(Stored data)
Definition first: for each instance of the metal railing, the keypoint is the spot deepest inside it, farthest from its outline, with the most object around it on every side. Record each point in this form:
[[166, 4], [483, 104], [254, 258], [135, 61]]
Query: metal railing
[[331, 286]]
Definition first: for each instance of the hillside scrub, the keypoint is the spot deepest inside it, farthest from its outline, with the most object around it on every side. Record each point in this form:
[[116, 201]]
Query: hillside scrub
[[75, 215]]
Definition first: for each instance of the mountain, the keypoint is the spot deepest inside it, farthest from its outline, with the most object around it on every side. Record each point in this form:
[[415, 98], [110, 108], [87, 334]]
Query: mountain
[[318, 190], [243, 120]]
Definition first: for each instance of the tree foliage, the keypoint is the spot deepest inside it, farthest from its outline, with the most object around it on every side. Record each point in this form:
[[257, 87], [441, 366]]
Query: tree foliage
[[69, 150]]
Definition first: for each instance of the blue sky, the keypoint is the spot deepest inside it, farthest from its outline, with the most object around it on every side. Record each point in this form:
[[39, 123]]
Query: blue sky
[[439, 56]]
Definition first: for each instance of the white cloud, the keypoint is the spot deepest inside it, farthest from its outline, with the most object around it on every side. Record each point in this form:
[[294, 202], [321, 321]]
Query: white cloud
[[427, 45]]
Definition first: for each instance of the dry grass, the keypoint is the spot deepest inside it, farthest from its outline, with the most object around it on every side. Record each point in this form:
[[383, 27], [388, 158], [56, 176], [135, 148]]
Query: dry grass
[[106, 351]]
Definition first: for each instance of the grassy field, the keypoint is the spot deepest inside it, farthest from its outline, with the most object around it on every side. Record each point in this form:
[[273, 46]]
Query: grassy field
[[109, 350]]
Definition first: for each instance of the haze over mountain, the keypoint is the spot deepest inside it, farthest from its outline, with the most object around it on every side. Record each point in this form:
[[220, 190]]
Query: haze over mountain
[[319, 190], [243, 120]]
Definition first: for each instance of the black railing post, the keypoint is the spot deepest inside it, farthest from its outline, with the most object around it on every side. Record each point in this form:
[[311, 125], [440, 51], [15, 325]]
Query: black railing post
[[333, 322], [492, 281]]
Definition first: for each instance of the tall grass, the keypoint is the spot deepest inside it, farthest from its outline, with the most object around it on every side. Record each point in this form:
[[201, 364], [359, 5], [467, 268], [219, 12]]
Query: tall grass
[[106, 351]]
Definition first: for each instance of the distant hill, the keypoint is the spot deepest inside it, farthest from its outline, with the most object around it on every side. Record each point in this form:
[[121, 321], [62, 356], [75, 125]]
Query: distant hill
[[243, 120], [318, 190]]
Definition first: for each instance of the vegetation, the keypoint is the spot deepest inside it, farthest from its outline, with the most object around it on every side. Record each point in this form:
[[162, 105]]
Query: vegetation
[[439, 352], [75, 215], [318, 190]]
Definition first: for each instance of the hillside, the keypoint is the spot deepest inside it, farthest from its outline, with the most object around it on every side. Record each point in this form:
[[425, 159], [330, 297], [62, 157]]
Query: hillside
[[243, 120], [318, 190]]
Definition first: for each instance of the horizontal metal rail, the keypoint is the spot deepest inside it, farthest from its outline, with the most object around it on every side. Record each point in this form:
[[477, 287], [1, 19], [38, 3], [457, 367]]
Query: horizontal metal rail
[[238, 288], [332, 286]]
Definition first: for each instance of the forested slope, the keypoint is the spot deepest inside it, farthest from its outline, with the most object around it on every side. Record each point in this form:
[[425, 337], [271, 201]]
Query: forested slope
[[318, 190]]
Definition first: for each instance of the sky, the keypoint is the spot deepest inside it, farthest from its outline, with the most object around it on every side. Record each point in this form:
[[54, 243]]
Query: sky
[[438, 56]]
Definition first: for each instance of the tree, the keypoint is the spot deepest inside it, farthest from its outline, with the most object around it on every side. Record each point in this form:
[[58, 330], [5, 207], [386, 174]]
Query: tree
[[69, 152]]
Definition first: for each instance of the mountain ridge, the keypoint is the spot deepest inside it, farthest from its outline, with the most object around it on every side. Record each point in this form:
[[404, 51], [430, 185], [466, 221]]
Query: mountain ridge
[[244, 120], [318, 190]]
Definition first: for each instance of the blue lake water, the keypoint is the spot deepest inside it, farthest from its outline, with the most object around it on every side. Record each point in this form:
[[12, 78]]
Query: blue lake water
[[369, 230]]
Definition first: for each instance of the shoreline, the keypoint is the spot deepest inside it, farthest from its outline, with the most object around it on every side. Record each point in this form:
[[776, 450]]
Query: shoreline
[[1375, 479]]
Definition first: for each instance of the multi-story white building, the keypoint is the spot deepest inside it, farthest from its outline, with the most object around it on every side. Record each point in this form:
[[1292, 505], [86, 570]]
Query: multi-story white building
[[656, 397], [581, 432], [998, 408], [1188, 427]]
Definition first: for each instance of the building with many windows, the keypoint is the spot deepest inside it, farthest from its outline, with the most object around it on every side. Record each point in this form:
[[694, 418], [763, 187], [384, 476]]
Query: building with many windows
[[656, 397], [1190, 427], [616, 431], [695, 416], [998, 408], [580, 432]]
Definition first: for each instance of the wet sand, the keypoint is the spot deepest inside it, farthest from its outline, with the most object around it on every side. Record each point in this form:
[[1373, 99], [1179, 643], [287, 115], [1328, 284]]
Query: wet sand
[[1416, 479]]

Required action =>
Restate each entry word for word.

Task output =>
Definition first: for each instance of the metal railing, the keypoint is the spot deepest inside it, farthest from its outline, with the most object around it on every side. Record each point in this form:
[[166, 4], [483, 104], [254, 258], [135, 61]]
Query: metal railing
[[331, 286]]
Definition first: for each instance of the hillside scrub, the keypoint is the spot deepest inside it, farthest from its outline, with the most object around it on every side. Record each point in this form:
[[116, 201]]
Query: hillside scrub
[[75, 215]]
Definition first: for each instance of the mountain, the keypoint is the spot deepest inside it, farthest from its outline, with the most object around it on every side. Record each point in this form:
[[415, 98], [110, 108], [87, 334]]
Query: mountain
[[318, 190], [243, 120]]
Definition first: for each instance of the tree foliage, the keypoint is the spot deepest inside it, farthest from its outline, with the most object around it on every side. Record each point in this form:
[[257, 87], [441, 366]]
Query: tree foliage
[[69, 150]]
Definition first: for each instance of the blue sky, the keypoint is the spot deepest inside it, farthest from its outline, with the most object around it on every side. Record each point in this form:
[[39, 123]]
Query: blue sky
[[439, 56]]
Definition first: for each instance of the white cloud, the keypoint is the spot deepest inside it, farthest from its outline, with the most object around it on every side. Record each point in this form:
[[294, 202], [321, 321]]
Query: white cloud
[[427, 45]]
Definition first: for each instance of the dry grass, the keypoint is the spot deepest inside it, farthest from its outline, with the most object around it on every side. Record each point in this form:
[[383, 27], [388, 158], [56, 176], [135, 148]]
Query: dry grass
[[106, 351]]
Definition first: for each instance of the grassy field, the keypoint is the spot deepest inside it, farthest from its outline, with the most object around it on every side. Record each point in this form:
[[273, 46]]
Query: grassy field
[[109, 350]]
Definition first: for each instance of the haze over mountain, the keypoint is the spot deepest inside it, farthest from its outline, with the most object around it on every side. Record each point in this form:
[[220, 190]]
Query: haze over mountain
[[319, 190], [243, 120]]
Definition first: for each instance of the black railing post, the keypoint is the spot deepest inside it, farthest from its outline, with the most object around it on every side. Record each point in this form:
[[311, 125], [440, 51], [15, 325]]
Query: black railing post
[[333, 322], [492, 281]]
Definition first: for each instance of the tall grass, the keypoint is the spot deepest inside it, farthest from its outline, with the most object around it on every side. Record each point in this form:
[[201, 364], [359, 5], [467, 268], [219, 12]]
Query: tall grass
[[106, 351]]
Definition first: for each instance of the distant hill, the keypoint is the spot deepest inside it, farthest from its outline, with the most object around it on every side. Record each point in this form:
[[121, 321], [62, 356], [75, 125]]
Query: distant hill
[[243, 120], [318, 190]]
Definition first: for each instance of the vegetation, the keypoint is the spot deepest inside it, farthest from its outline, with the most object around it on every side. Record each point in this form:
[[162, 105]]
Query: vegetation
[[439, 352], [75, 215], [318, 190]]
Definition first: for each instance of the hillside, the keypoint is the spot deepest inside it, farthest from its outline, with the most object around it on every side. Record each point in this form:
[[425, 159], [330, 297], [62, 157]]
Query: hillside
[[243, 120], [318, 190]]
Definition first: for each instance of the horizontal metal rail, the keypoint is the spot deepest inside it, farthest from its outline, with the most object around it on every side. Record each point in this form:
[[477, 287], [1, 19], [38, 3], [457, 367]]
Query: horizontal metal rail
[[238, 288], [332, 286]]
Definition first: for each instance of the forested slope, the keypoint is the spot deepest inside it, farthest from its outline, with the most object around it on every side. Record each point in this form:
[[425, 337], [271, 201]]
Query: forested slope
[[318, 190]]
Definition first: for each instance of the sky, the keypoint is the spot deepest inside it, farthest from its outline, with the most object around it on every side. Record each point in this form:
[[54, 243]]
Query: sky
[[438, 56]]
Definition first: for each instance of the tree, the keypoint is the spot deepest inside it, farthest from its outline, with the most object around it on every side. Record each point in this form:
[[58, 330], [5, 207], [386, 174]]
Query: tree
[[69, 152]]
Definition first: for each instance of the mountain ridge, the keypoint is the spot deepest inside it, farthest from its outline, with the most object around it on every side. Record each point in this form:
[[404, 51], [430, 185], [466, 221]]
Query: mountain ridge
[[244, 120], [318, 190]]
Definition first: for each instance of the blue lake water, the keypoint is the spot deepest inside it, farthest from its outline, with the most object around it on every side. Record each point in this form:
[[12, 78]]
Query: blue lake water
[[369, 230]]
Definition first: for each instance of the shoreline, the keypoint is the spot deepest inside it, farthest from its outline, with the most object around it on every side. Record each point in this form:
[[776, 450]]
Query: shoreline
[[1375, 479]]
Definition first: for each instance of the multi-story white building, the keypoint is the spot deepest inside it, farthest from its outline, with the most object around it on every side. Record each point in this form:
[[1292, 505], [86, 570]]
Query: multi-story white building
[[656, 397], [581, 432], [998, 408], [1188, 427]]
Definition first: for each instance of the building with many windows, the keypoint is the spot deepest inside it, farthest from its outline, with the most object around it on every side. Record each point in this form:
[[694, 418], [763, 187], [384, 476]]
Query: building with many windows
[[656, 397], [1190, 427], [616, 431], [695, 416], [998, 408], [580, 432]]
Definition first: for each instance of the wet sand, the keypoint is the spot deepest inside it, farthest from its outline, with the most object around it on every side. Record each point in this form:
[[1373, 99], [1179, 643], [287, 115], [1328, 284]]
Query: wet sand
[[1416, 479]]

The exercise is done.